─── DATA FOR THE TASK
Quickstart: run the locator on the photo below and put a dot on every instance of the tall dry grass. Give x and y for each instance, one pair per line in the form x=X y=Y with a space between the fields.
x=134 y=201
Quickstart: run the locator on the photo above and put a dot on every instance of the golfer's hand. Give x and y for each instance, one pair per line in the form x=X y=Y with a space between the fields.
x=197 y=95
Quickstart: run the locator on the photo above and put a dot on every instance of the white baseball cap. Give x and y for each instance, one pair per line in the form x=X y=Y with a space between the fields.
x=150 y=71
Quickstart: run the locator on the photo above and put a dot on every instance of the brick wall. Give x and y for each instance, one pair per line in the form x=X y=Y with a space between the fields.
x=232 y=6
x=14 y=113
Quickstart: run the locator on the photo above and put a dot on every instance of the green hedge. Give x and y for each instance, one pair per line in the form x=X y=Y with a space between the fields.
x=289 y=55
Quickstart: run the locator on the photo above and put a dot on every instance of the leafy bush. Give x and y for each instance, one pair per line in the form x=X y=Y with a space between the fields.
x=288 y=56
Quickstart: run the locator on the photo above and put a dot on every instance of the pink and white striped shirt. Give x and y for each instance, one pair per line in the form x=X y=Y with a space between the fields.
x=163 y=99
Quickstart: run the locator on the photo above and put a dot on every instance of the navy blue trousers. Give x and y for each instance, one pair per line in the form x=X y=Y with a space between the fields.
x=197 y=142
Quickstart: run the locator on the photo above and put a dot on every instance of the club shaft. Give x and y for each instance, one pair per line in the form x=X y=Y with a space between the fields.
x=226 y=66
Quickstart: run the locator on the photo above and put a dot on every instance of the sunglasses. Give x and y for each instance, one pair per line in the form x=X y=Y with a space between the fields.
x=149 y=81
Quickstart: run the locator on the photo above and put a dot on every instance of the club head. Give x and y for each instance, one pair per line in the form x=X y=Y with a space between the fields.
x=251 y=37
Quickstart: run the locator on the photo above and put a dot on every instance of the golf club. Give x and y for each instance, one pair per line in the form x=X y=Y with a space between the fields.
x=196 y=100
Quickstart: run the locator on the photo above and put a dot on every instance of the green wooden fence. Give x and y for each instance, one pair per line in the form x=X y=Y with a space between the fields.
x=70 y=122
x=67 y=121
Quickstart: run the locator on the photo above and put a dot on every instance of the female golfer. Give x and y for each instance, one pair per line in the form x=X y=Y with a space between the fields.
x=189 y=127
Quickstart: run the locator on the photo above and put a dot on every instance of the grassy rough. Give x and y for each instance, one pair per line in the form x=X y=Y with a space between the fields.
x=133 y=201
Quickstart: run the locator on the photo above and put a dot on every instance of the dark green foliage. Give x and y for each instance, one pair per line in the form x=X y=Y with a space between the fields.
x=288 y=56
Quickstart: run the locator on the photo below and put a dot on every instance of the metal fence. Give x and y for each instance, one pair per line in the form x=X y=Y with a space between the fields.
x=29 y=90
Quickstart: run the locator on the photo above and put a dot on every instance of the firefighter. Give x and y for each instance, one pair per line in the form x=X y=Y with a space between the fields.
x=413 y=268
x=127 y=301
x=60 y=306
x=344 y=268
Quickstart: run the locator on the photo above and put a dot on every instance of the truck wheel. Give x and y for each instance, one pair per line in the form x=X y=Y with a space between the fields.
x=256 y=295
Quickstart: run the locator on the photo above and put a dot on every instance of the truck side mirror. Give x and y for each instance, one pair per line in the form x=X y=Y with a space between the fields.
──────
REQUIRED WORK: Can you change every "locator" in the listing above to "detector" and write out the whole listing again with nothing else altered?

SOLUTION BELOW:
Quickstart: run the detector on the photo below and put a dot on every instance of the tall dry grass. Give x and y for each instance, one pair per line in the form x=X y=Y with a space between the fields.
x=134 y=201
Quickstart: run the detector on the photo above and put a dot on every instance of the golfer's hand. Give x and y for each instance, one pair per line in the form x=X y=Y with a space between the fields.
x=197 y=95
Quickstart: run the detector on the photo above and put a dot on every instance of the white baseball cap. Give x and y for each instance, one pair per line in the form x=X y=Y with a space between the fields.
x=150 y=71
Quickstart: run the detector on the photo above and put a dot on every instance of the brick wall. Give x and y for each instance, one pair per line in the form x=X y=Y with a space between the fields.
x=232 y=6
x=14 y=113
Quickstart: run the detector on the photo above and put a dot on every instance of the green hedge. Give x and y for each instance, one pair per line in the form x=X y=Y with a space between the fields.
x=289 y=55
Quickstart: run the detector on the photo above and put a dot on every instance of the leafy bush. Give x and y for each instance, one pair per line in the form x=X y=Y with a space between the fields.
x=288 y=56
Quickstart: run the detector on the photo above and put a dot on every instance of the pink and white striped shirt. Give x and y for each instance, one pair per line in the form x=X y=Y with a space between the fields.
x=163 y=99
Quickstart: run the detector on the photo above and put a dot on every instance of the navy blue trousers. Give x and y for each instance, one pair per line in the form x=X y=Y with a space between the fields.
x=197 y=142
Quickstart: run the detector on the photo above and put a dot on every instance of the club shaft. Give x and y for each instance, one pair per line in the form x=X y=Y with a space between the fields.
x=226 y=66
Quickstart: run the detector on the photo above and put a dot on every instance of the sunglasses. Give x and y for each instance, one pair per line in the form x=X y=Y with a space between the fields.
x=149 y=81
Quickstart: run the detector on the photo above and put a dot on every instance of the club head. Give x and y for each instance, one pair per line in the form x=X y=Y with a space between the fields.
x=251 y=37
Quickstart: run the detector on the photo above and put a dot on every instance of the golf club. Give x and y for each instance, one pair per line in the form x=X y=Y with a space between the fields.
x=196 y=100
Quickstart: run the detector on the photo above and put a dot on every instance of the green wooden fence. Give x and y for each instance, one pair per line in the form x=X y=Y with a space between the fields.
x=70 y=122
x=67 y=121
Quickstart: run the detector on the photo above and put a dot on every instance of the female golfer. Give x and y for each instance, one pair per line in the form x=X y=Y with a space between the fields.
x=189 y=127
Quickstart: run the detector on the photo above and put a dot on every instance of the grassy rough. Give x and y for each instance, one pair per line in the form x=X y=Y with a space between the fields.
x=133 y=201
Quickstart: run the detector on the photo above and put a dot on every instance of the dark green foliage. Give x and y for each instance, one pair per line in the form x=X y=Y with a space between the fields.
x=288 y=56
Quickstart: run the detector on the photo below and put a dot on every instance of the metal fence. Give x and y for each instance, one pair per line in the form x=X y=Y with a space between the fields.
x=29 y=90
Quickstart: run the detector on the photo above and put a dot on every instance of the firefighter. Give x and y for each instance, one pair per line in the form x=X y=Y with a space between the fields.
x=413 y=268
x=127 y=301
x=60 y=306
x=344 y=268
Quickstart: run the detector on the photo above and put a dot on every instance of the truck wheel. Give x and y for each instance, one pair per line in the form x=X y=Y with a space between the fields.
x=256 y=295
Quickstart: run the detector on the photo above and put a dot on every instance of the truck side mirror. Give x and y for each instance, one pair per line in the form x=X y=Y with a space between the fields.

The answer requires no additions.